● Exercise prompt
Lay out every line of the entries below as a Markdown table with an "Index" column for the row number and a "Text" column for the line. Skip blank lines and omit the pictures.

● Given entries
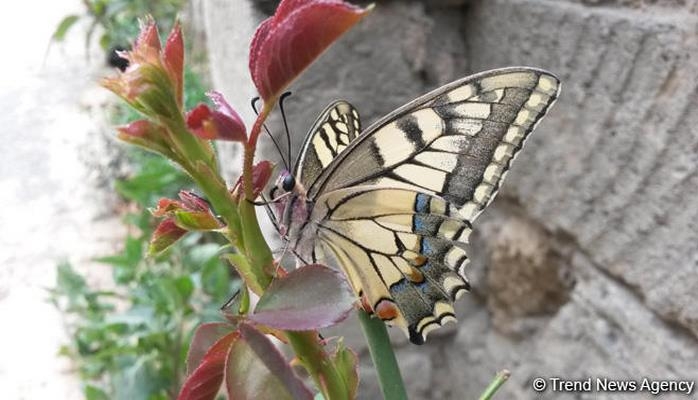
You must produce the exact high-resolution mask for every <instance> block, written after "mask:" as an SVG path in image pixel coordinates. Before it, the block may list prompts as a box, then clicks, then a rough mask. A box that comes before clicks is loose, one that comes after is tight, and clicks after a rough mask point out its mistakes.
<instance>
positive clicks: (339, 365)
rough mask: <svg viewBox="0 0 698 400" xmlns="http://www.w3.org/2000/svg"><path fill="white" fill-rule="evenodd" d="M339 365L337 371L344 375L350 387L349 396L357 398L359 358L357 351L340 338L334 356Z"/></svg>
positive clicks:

● Result of the exercise
| Index | Text |
|---|---|
| 1 | You must produce the exact high-resolution mask for every <instance> block, written after "mask:" as an SVG path in image pixel coordinates. Before it, the block may list prompts as a box, then clicks, then a rough mask. A box that comes before clicks is loose, one that comes after is tight, and clicks after a rough mask point out its mistakes. |
| 2 | <instance> |
| 3 | positive clicks: (339, 365) |
| 4 | rough mask: <svg viewBox="0 0 698 400" xmlns="http://www.w3.org/2000/svg"><path fill="white" fill-rule="evenodd" d="M339 365L337 371L344 375L350 387L349 396L357 398L359 358L357 351L340 338L334 356Z"/></svg> |
| 5 | positive clicks: |